Your instructions: Please output every record exactly, keeping each line as it is.

Working data:
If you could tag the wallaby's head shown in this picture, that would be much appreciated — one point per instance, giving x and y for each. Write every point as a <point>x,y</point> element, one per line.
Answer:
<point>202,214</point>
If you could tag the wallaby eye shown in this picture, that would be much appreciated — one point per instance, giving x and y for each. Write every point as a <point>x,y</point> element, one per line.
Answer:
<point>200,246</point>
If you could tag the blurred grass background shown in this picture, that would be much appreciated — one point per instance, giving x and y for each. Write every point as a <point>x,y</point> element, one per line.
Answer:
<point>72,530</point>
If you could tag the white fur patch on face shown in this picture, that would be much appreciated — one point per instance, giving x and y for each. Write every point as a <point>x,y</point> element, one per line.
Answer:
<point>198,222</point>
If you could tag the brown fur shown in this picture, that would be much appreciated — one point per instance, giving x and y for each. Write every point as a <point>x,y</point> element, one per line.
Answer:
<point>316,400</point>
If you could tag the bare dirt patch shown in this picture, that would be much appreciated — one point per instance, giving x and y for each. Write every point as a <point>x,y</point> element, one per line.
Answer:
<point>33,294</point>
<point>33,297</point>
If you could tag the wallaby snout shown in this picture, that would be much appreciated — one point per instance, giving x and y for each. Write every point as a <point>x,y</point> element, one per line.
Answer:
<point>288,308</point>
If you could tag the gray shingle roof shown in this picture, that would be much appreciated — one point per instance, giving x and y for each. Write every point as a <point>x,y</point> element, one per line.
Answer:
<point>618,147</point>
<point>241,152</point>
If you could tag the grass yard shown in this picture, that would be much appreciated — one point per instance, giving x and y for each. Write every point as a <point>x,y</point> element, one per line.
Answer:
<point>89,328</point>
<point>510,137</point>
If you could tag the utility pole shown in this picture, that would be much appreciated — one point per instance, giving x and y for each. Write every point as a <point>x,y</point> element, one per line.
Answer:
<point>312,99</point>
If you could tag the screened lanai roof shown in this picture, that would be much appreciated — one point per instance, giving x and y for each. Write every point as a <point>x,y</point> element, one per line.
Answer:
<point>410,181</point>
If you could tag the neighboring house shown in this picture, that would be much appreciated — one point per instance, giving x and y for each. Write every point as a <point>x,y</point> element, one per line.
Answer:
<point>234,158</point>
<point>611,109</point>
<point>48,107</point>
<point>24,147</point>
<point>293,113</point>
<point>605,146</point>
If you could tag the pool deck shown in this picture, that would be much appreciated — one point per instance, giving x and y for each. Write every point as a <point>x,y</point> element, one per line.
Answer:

Output for this exercise:
If you could tag the wallaby's head shown in this picture, that would be much appreciated — one point per instance, giving x and y for each. Write every point as a <point>x,y</point> element, one per line.
Answer:
<point>202,214</point>
If you could tag the wallaby eye shown in this picture, that would be much appreciated — one point per instance, giving x and y for each. Write every point as a <point>x,y</point> element, one per line.
Answer:
<point>200,246</point>
If you could tag the blurred grass background shown in this picture, that would be much appreciated — one point per instance, giving x and y for each. Write every point as a <point>x,y</point> element, one per line.
Answer:
<point>72,530</point>
If you could tag the white fur patch on face shown in this picture, that would be much appreciated — one point per instance, giving x and y for each. Write every point as a <point>x,y</point> element, one per line.
Answer:
<point>198,222</point>
If you could tag the brown fur shown in this picture, that would be much appreciated — one point per instance, giving x and y for each. Write every point as a <point>x,y</point> element, one per line.
Answer:
<point>316,400</point>
If you could tag the bare dirt patch shown in this picture, that would be much appreciated — one point per instance, giving x and y for each. Write every point as a <point>x,y</point> element, one per line.
Answer:
<point>33,294</point>
<point>33,297</point>
If you could tag the wallaby snout shown in this picture, that would be much appreciated — one point per instance, giving x and y for each. Write every point as a <point>x,y</point> element, one per line.
Answer:
<point>288,308</point>
If you could tag the gray shingle roof shown in this picture, that would be much appreciated — one point per instance, giving x and y for each. Write every point as a <point>x,y</point> element, one per line.
Answer:
<point>618,147</point>
<point>241,152</point>
If you could tag the grass yard shown in this picture, that would be much appreciated — one point per instance, giving x and y for each. Write every point as a <point>x,y</point> element, one per line.
Answer:
<point>89,328</point>
<point>510,137</point>
If you could tag the utility pole shown in this picture, that would be much appreciated — one point per instance, giving x and y for each. Write every point as a <point>x,y</point> element, one per line.
Answer:
<point>312,99</point>
If you could tag the screened lanai roof shown in this picture, that would be much appreciated — one point per instance, giving x and y for each. Write every point as a <point>x,y</point> element, one per line.
Answer:
<point>410,181</point>
If you could tag the neighboring house shown in this picture, that would be much appreciated — one point per instance, giving x and y for each. Write every point as a <point>x,y</point> element, one per line.
Answer:
<point>234,158</point>
<point>611,109</point>
<point>48,107</point>
<point>24,147</point>
<point>293,113</point>
<point>605,146</point>
If you could tag the pool deck shown in this picture, that would be much appreciated — one point per instance, giving x and y for each. Write every point as a <point>x,y</point> element, one per line.
Answer:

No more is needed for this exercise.